## Collection entries
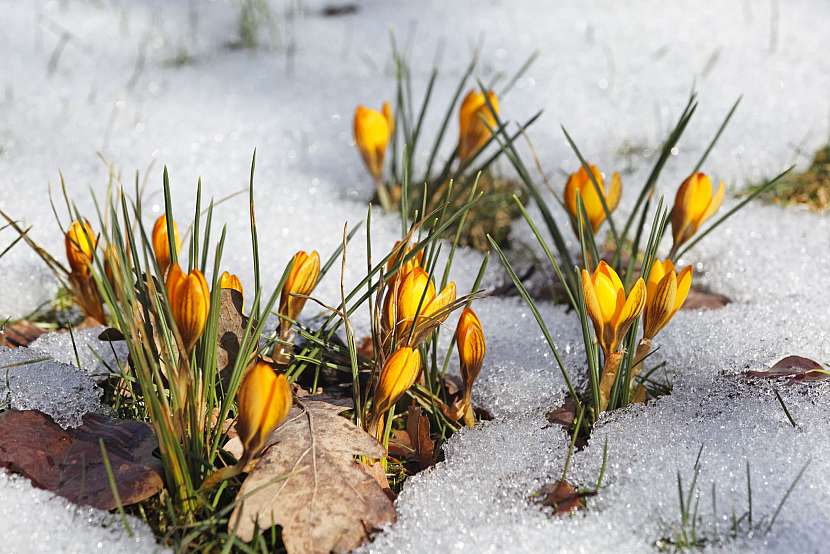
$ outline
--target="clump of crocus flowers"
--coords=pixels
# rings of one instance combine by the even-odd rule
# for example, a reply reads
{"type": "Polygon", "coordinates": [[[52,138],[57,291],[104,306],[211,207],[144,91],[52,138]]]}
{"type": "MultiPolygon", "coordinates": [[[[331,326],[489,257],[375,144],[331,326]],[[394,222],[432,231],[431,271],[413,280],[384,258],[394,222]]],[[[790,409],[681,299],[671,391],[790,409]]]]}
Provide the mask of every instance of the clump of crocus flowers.
{"type": "Polygon", "coordinates": [[[593,274],[582,270],[582,290],[585,307],[594,324],[597,341],[605,357],[600,378],[600,411],[608,407],[611,387],[617,378],[622,361],[620,349],[634,320],[646,304],[646,286],[642,278],[626,294],[617,272],[605,261],[600,261],[593,274]]]}
{"type": "MultiPolygon", "coordinates": [[[[465,305],[464,298],[457,297],[454,281],[438,291],[423,264],[423,251],[414,252],[405,241],[395,244],[386,263],[391,275],[383,282],[385,290],[377,325],[379,348],[374,353],[376,377],[366,418],[367,431],[384,444],[391,425],[387,419],[389,411],[416,382],[424,383],[421,375],[426,361],[421,349],[450,313],[465,305]]],[[[455,339],[464,391],[459,404],[443,405],[441,410],[452,420],[463,418],[472,426],[472,388],[481,371],[485,346],[481,323],[469,306],[461,313],[455,339]]]]}
{"type": "MultiPolygon", "coordinates": [[[[565,206],[572,220],[579,217],[576,198],[581,197],[585,215],[593,233],[596,233],[607,214],[617,206],[620,195],[619,176],[612,176],[610,190],[606,190],[602,174],[596,166],[589,166],[594,181],[584,167],[571,174],[565,189],[565,206]],[[605,206],[602,205],[602,192],[605,206]]],[[[652,352],[657,334],[666,327],[683,306],[692,285],[692,268],[675,268],[678,249],[687,243],[720,207],[724,185],[721,182],[713,192],[711,179],[703,173],[689,176],[680,186],[671,210],[672,249],[668,258],[653,259],[645,281],[638,277],[630,287],[623,284],[617,271],[600,260],[593,272],[582,270],[582,289],[587,316],[593,323],[596,341],[602,350],[604,364],[599,383],[599,410],[608,407],[617,371],[625,355],[624,337],[637,318],[642,318],[642,337],[637,342],[634,362],[628,371],[627,387],[634,402],[645,400],[647,391],[634,382],[643,368],[643,361],[652,352]]],[[[575,226],[576,228],[576,226],[575,226]]]]}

## WHAT THE EXERCISE ASKS
Please reproduce each entry above word for word and keep the pictures out of the copy.

## EXERCISE OUTPUT
$ outline
--target="clump of crocus flowers"
--coords=pixels
# rings of one instance combine by the even-odd rule
# for example, a reply reads
{"type": "Polygon", "coordinates": [[[52,138],[57,291],[104,306],[211,207],[144,91],[52,138]]]}
{"type": "MultiPolygon", "coordinates": [[[[331,326],[489,257],[375,144],[331,326]],[[394,222],[432,231],[431,271],[413,280],[384,258],[394,222]]],[[[790,409],[681,299],[671,391],[790,409]]]]}
Provide the mask of every instance of the clump of crocus flowers.
{"type": "Polygon", "coordinates": [[[593,274],[582,270],[582,290],[585,307],[594,324],[597,341],[605,357],[600,378],[600,411],[608,407],[611,387],[617,378],[622,361],[620,349],[634,320],[646,304],[646,286],[642,278],[626,294],[617,272],[605,261],[600,261],[593,274]]]}
{"type": "MultiPolygon", "coordinates": [[[[465,305],[464,298],[457,297],[454,281],[438,291],[423,264],[423,251],[414,252],[405,241],[395,244],[386,263],[391,275],[383,282],[385,290],[377,325],[379,348],[374,353],[376,377],[366,418],[367,431],[384,444],[391,425],[387,419],[389,411],[416,382],[424,383],[421,375],[426,361],[421,349],[450,313],[465,305]]],[[[455,339],[464,391],[459,404],[443,405],[441,410],[452,420],[463,418],[472,426],[472,388],[481,371],[485,346],[481,323],[469,306],[461,313],[455,339]]]]}
{"type": "MultiPolygon", "coordinates": [[[[565,206],[572,220],[579,217],[576,198],[581,197],[585,215],[593,233],[596,233],[607,214],[617,206],[620,195],[619,176],[612,176],[610,190],[606,190],[602,174],[596,166],[589,166],[594,181],[584,167],[571,174],[565,189],[565,206]],[[605,206],[602,205],[602,192],[605,206]]],[[[652,352],[657,334],[666,327],[683,306],[692,285],[692,268],[675,268],[678,249],[687,243],[720,207],[724,185],[721,182],[713,192],[711,179],[703,173],[689,176],[680,186],[671,210],[672,249],[668,258],[653,259],[645,281],[638,277],[630,287],[623,284],[617,271],[600,260],[593,272],[582,270],[582,289],[587,316],[593,323],[596,341],[602,350],[604,364],[599,383],[599,410],[608,407],[617,371],[625,355],[624,337],[637,318],[642,318],[642,337],[637,342],[634,362],[628,371],[627,387],[634,402],[645,400],[647,391],[634,382],[643,368],[643,361],[652,352]]],[[[575,226],[576,228],[576,226],[575,226]]]]}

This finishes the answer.